* TASK DESCRIPTION *
List every line in the material below that contains the string "gold", reproducing each matching line in full.

>> start

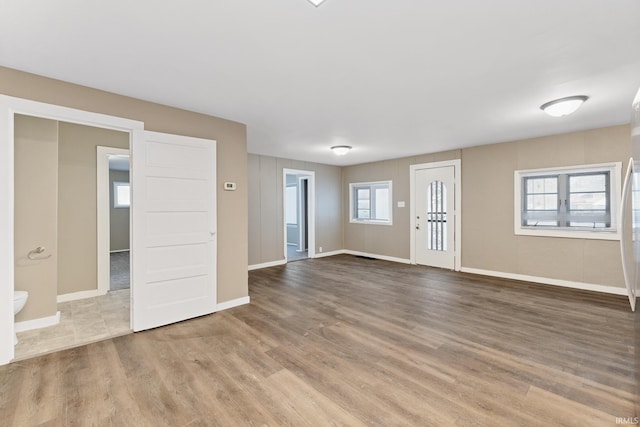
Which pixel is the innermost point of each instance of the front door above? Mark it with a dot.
(435, 216)
(174, 229)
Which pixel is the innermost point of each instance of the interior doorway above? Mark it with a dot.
(435, 214)
(114, 219)
(299, 214)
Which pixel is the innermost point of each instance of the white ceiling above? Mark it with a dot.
(392, 78)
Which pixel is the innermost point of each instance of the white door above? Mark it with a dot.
(435, 216)
(173, 229)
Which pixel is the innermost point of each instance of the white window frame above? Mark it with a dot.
(352, 212)
(610, 233)
(116, 201)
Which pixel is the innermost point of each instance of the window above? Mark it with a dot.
(371, 202)
(570, 202)
(121, 195)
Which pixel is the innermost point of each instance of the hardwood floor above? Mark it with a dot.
(351, 341)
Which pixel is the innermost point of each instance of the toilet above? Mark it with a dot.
(19, 300)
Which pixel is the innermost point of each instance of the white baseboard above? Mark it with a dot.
(42, 322)
(547, 281)
(267, 264)
(233, 303)
(376, 256)
(330, 253)
(80, 295)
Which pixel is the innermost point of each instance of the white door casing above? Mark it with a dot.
(435, 214)
(310, 176)
(173, 182)
(103, 206)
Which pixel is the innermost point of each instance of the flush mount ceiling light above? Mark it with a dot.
(341, 150)
(563, 106)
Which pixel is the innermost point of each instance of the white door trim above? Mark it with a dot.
(311, 205)
(458, 207)
(9, 106)
(103, 217)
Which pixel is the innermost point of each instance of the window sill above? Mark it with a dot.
(360, 221)
(570, 234)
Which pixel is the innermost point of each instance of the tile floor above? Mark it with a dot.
(81, 322)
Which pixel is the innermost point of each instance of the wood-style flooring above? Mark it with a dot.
(351, 341)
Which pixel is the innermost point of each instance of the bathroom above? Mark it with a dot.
(55, 246)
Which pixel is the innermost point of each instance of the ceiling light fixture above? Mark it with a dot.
(563, 106)
(316, 3)
(341, 150)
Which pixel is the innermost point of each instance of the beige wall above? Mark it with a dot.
(118, 217)
(36, 177)
(231, 156)
(266, 235)
(488, 239)
(387, 240)
(77, 208)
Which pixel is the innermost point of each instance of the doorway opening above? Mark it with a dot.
(114, 219)
(299, 214)
(435, 214)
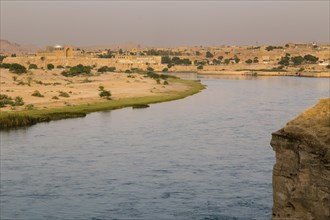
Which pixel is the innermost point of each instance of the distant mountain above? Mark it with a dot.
(7, 47)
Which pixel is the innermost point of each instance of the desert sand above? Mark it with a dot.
(81, 89)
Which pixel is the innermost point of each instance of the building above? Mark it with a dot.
(59, 51)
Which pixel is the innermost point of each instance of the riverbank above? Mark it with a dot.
(301, 173)
(206, 74)
(83, 95)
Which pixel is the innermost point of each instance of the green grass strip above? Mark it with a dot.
(30, 117)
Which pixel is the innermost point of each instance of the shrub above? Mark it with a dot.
(18, 101)
(5, 100)
(50, 66)
(77, 70)
(249, 61)
(63, 94)
(106, 69)
(104, 93)
(284, 61)
(17, 68)
(209, 54)
(311, 58)
(5, 65)
(29, 107)
(269, 48)
(33, 66)
(37, 94)
(297, 60)
(237, 59)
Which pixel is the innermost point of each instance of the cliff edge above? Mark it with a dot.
(301, 174)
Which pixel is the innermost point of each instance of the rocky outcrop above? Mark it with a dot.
(301, 175)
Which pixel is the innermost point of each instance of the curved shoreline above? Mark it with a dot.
(30, 117)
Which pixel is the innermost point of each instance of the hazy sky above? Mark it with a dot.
(164, 23)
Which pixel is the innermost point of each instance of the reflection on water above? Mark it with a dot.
(204, 157)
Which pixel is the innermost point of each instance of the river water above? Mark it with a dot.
(203, 157)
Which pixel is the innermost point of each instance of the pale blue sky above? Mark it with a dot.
(164, 23)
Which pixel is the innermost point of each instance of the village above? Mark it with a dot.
(302, 59)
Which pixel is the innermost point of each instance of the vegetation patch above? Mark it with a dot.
(140, 106)
(77, 70)
(6, 100)
(30, 117)
(104, 69)
(104, 93)
(63, 94)
(37, 94)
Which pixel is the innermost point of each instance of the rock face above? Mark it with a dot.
(301, 175)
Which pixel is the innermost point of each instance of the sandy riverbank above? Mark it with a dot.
(83, 91)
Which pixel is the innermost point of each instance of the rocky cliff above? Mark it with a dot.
(301, 175)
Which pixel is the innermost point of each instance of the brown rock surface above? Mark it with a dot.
(301, 175)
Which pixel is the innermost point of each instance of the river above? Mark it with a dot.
(203, 157)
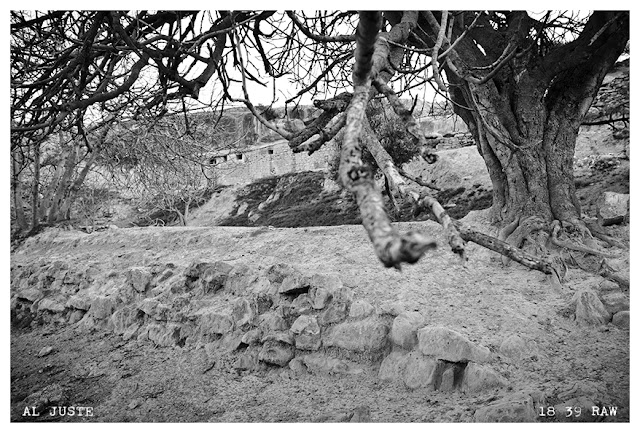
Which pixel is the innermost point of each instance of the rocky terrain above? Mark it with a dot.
(272, 324)
(246, 324)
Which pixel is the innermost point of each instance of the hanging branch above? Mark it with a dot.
(246, 100)
(391, 247)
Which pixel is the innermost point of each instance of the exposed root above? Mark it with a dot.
(611, 274)
(494, 244)
(517, 231)
(555, 228)
(597, 232)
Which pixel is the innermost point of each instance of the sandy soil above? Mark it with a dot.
(129, 381)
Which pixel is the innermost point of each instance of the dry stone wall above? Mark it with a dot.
(271, 159)
(251, 319)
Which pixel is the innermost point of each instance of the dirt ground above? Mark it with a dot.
(131, 381)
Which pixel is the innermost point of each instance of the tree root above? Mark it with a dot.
(555, 228)
(515, 254)
(517, 231)
(609, 273)
(597, 232)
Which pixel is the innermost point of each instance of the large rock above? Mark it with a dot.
(336, 312)
(162, 335)
(214, 321)
(243, 312)
(301, 305)
(517, 408)
(589, 310)
(307, 333)
(360, 309)
(612, 208)
(274, 352)
(79, 302)
(420, 371)
(404, 329)
(272, 321)
(615, 301)
(30, 294)
(214, 277)
(365, 335)
(393, 366)
(320, 363)
(278, 272)
(517, 348)
(621, 319)
(479, 378)
(101, 307)
(51, 306)
(294, 284)
(449, 345)
(139, 278)
(124, 318)
(329, 282)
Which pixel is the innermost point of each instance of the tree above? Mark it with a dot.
(521, 82)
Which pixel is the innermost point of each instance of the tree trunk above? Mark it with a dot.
(35, 188)
(16, 186)
(525, 120)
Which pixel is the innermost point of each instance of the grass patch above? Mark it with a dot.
(301, 202)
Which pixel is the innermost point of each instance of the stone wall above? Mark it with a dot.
(239, 166)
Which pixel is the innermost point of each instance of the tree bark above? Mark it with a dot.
(525, 120)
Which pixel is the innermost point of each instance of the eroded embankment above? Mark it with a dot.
(312, 300)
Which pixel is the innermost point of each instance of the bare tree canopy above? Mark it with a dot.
(521, 82)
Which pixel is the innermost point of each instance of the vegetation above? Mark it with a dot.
(522, 83)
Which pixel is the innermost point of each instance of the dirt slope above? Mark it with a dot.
(486, 302)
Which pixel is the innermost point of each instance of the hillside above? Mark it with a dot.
(272, 307)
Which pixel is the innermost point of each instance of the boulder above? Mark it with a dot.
(123, 318)
(516, 348)
(420, 371)
(369, 334)
(243, 312)
(330, 282)
(272, 321)
(166, 336)
(278, 272)
(30, 294)
(214, 321)
(320, 363)
(449, 345)
(79, 302)
(301, 305)
(214, 277)
(277, 353)
(621, 319)
(612, 208)
(360, 309)
(393, 366)
(101, 307)
(50, 305)
(336, 312)
(519, 408)
(307, 331)
(615, 301)
(252, 336)
(294, 284)
(479, 378)
(589, 310)
(139, 278)
(404, 329)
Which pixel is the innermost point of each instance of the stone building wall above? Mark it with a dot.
(264, 160)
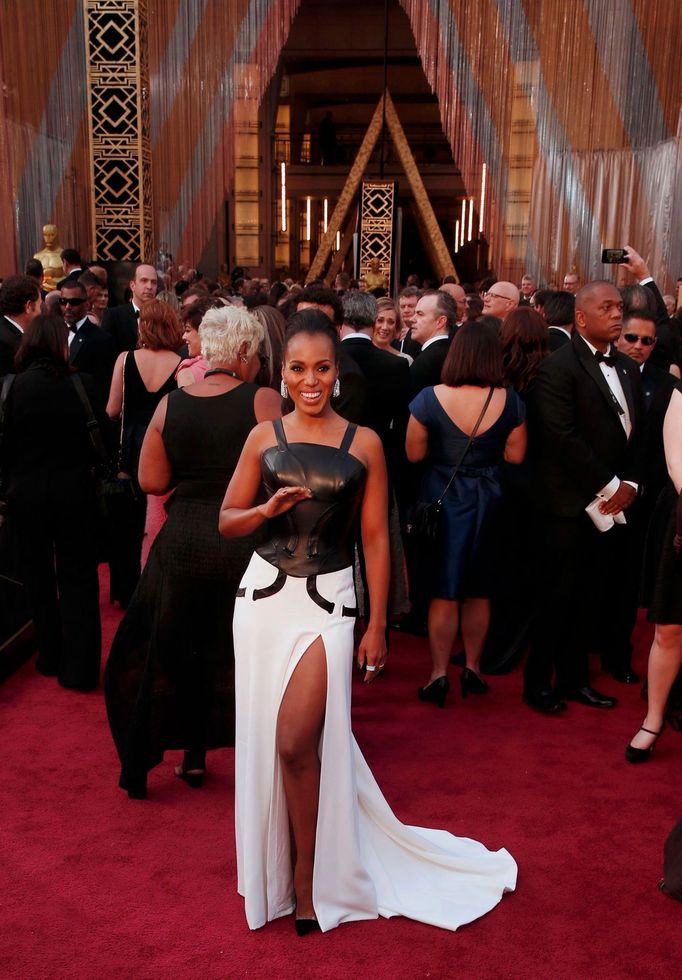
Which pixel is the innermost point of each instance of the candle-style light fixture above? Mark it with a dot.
(283, 196)
(482, 207)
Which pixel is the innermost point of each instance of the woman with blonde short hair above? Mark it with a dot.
(170, 677)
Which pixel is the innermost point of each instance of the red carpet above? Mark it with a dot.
(95, 885)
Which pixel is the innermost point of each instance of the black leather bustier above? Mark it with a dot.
(317, 535)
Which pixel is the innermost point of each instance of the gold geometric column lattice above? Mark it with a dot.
(118, 116)
(376, 226)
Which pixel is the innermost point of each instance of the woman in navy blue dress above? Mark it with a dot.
(461, 568)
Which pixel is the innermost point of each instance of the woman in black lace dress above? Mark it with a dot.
(170, 677)
(297, 764)
(140, 380)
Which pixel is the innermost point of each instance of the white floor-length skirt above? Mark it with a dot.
(367, 863)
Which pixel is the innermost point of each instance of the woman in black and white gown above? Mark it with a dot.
(297, 763)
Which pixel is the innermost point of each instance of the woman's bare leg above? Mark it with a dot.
(475, 624)
(443, 629)
(299, 726)
(665, 659)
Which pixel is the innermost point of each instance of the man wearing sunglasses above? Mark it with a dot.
(90, 349)
(638, 341)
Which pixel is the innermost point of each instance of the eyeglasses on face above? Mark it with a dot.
(632, 338)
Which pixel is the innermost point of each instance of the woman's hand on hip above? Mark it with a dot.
(372, 652)
(284, 500)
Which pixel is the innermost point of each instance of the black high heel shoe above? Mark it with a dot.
(634, 755)
(193, 769)
(436, 691)
(472, 683)
(305, 926)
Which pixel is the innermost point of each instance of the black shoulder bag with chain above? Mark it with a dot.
(5, 389)
(115, 495)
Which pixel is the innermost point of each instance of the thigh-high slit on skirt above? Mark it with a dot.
(366, 862)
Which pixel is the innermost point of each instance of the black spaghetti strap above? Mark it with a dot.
(282, 443)
(348, 437)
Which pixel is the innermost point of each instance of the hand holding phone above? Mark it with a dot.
(614, 256)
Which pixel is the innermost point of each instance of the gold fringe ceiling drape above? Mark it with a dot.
(573, 105)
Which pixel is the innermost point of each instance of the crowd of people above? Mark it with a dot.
(499, 464)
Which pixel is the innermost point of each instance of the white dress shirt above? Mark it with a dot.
(615, 387)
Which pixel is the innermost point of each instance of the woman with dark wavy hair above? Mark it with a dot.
(461, 571)
(47, 462)
(524, 339)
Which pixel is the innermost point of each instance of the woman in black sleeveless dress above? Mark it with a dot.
(169, 681)
(296, 761)
(662, 591)
(154, 363)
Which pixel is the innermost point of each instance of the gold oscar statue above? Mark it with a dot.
(49, 257)
(374, 277)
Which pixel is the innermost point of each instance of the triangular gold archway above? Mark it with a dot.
(434, 241)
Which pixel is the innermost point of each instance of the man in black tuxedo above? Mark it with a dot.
(586, 424)
(559, 312)
(646, 296)
(90, 349)
(19, 303)
(352, 400)
(407, 304)
(387, 375)
(72, 266)
(435, 320)
(121, 321)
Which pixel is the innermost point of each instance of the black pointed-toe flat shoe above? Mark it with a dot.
(588, 696)
(305, 926)
(471, 682)
(635, 755)
(436, 691)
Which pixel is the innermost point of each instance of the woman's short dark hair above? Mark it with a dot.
(46, 341)
(160, 327)
(474, 358)
(312, 321)
(524, 340)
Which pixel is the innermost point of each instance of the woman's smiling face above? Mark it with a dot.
(385, 327)
(310, 371)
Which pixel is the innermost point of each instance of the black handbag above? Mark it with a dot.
(116, 493)
(671, 883)
(426, 518)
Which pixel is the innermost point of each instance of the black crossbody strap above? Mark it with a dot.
(5, 389)
(91, 422)
(468, 445)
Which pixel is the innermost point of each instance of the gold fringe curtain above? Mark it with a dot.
(573, 105)
(43, 131)
(203, 54)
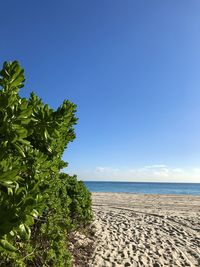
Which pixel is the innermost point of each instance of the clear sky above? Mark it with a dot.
(133, 69)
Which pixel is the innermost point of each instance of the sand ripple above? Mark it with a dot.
(146, 230)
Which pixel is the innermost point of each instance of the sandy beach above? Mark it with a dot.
(146, 230)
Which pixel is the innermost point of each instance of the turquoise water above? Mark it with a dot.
(145, 188)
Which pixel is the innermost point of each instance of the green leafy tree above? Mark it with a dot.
(39, 205)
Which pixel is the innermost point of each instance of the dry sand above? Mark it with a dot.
(146, 230)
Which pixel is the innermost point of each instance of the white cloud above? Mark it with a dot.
(156, 173)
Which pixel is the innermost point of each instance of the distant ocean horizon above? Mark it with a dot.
(144, 187)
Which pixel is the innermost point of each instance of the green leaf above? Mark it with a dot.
(6, 245)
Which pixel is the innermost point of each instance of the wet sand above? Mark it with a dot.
(146, 230)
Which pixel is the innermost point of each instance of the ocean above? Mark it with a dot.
(144, 187)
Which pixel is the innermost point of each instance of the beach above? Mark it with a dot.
(146, 230)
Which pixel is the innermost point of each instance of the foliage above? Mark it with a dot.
(38, 204)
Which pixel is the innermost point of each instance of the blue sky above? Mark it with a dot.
(133, 69)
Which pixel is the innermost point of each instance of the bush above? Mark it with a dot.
(38, 204)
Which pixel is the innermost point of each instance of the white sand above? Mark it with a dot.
(146, 230)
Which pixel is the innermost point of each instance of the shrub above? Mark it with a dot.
(38, 204)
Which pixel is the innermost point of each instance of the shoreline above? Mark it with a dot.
(149, 230)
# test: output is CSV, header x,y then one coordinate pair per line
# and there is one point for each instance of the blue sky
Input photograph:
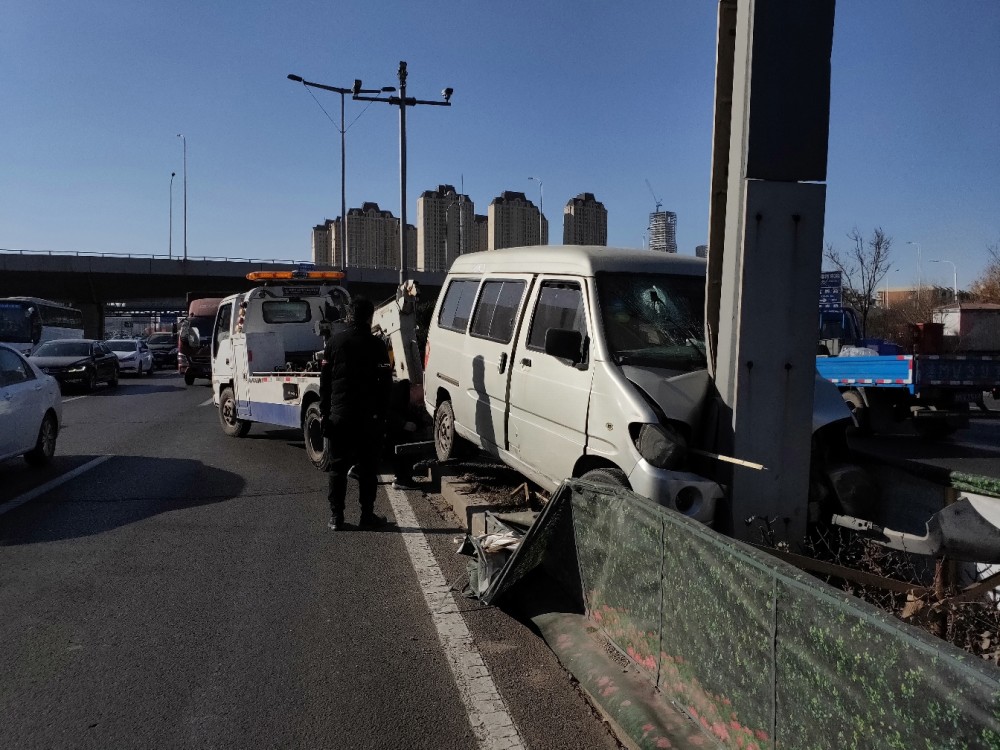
x,y
588,96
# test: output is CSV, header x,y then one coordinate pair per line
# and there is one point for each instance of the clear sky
x,y
589,96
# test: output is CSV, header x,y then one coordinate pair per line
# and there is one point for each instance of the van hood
x,y
681,396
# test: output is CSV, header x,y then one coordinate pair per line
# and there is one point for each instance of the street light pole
x,y
184,141
920,271
541,209
954,270
170,235
402,101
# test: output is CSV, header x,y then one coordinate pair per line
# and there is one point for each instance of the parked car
x,y
30,409
133,355
77,361
164,349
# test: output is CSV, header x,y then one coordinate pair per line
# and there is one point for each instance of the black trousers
x,y
361,452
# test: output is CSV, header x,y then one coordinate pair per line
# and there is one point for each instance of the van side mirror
x,y
564,343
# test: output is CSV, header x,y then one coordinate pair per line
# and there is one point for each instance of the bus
x,y
26,322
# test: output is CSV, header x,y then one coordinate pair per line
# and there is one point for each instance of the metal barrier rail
x,y
143,256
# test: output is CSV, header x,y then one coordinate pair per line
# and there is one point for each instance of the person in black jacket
x,y
354,388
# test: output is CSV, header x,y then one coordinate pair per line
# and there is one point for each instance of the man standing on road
x,y
354,388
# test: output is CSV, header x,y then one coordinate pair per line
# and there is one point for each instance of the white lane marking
x,y
488,715
22,499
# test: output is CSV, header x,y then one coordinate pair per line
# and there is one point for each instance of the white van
x,y
574,361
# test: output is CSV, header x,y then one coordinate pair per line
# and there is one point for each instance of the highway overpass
x,y
103,284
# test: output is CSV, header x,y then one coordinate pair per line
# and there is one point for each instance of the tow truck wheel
x,y
317,446
448,443
231,424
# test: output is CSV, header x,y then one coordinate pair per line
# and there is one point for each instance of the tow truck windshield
x,y
654,320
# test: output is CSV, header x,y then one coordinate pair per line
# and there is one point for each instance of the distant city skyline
x,y
89,133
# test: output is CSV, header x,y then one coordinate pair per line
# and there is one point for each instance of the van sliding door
x,y
489,352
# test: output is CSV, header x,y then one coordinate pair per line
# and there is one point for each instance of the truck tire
x,y
231,424
611,476
317,446
448,444
856,403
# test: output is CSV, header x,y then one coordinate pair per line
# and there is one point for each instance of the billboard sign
x,y
830,287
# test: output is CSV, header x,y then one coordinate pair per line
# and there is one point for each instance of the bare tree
x,y
987,287
862,268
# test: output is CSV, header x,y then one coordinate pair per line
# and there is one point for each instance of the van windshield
x,y
654,320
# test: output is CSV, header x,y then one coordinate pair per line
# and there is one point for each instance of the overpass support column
x,y
765,250
93,319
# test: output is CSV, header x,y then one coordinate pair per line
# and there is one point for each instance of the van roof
x,y
578,260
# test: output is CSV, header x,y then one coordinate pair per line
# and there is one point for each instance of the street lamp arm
x,y
335,89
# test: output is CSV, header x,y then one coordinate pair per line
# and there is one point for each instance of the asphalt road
x,y
162,585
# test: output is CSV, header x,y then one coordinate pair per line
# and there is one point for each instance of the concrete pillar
x,y
765,250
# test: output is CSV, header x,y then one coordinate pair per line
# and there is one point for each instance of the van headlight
x,y
662,446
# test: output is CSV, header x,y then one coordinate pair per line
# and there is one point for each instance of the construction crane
x,y
655,199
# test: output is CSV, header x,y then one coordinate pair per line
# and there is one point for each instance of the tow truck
x,y
267,350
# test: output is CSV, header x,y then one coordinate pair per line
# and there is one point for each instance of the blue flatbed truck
x,y
933,390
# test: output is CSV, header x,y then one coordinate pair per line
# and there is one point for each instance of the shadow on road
x,y
121,491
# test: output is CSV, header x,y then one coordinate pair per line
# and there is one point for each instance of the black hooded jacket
x,y
355,382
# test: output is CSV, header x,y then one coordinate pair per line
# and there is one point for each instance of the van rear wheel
x,y
611,476
231,424
448,444
317,446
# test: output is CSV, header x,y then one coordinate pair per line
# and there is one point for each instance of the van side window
x,y
457,305
222,325
560,305
497,308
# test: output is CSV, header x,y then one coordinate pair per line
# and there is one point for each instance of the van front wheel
x,y
448,444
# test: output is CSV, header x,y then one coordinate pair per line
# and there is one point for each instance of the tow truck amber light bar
x,y
293,275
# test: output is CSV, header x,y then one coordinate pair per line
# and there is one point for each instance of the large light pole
x,y
920,271
402,101
954,277
184,141
170,234
541,210
343,146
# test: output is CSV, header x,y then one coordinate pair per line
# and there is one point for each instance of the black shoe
x,y
371,521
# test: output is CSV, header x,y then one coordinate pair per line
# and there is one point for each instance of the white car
x,y
133,355
30,409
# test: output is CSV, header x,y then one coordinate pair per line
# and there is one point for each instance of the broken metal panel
x,y
967,529
751,648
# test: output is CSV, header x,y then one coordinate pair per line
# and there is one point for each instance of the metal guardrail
x,y
144,256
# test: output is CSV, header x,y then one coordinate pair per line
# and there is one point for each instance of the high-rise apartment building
x,y
444,221
326,250
373,238
480,234
663,231
585,221
515,221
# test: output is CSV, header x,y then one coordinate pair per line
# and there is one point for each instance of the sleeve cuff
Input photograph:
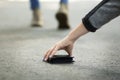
x,y
88,25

>> end

* RIGHT ANSWER *
Which pixel is the innermost point of each instance of the gold geometric column lattice above? Mark it with a dot.
Which pixel is the innermost point of each instance of the gold fringe ceiling drape above? Mark it with a dot.
Which pixel is the innermost point of each instance of the gold oscar statue above? Mark it with a dot.
Which pixel is the innermost point of each instance of the triangular gold archway above? Mark it with a dot.
Which pixel is the innermost point of each instance of the gold fringe curtain above? Mark it with a dot.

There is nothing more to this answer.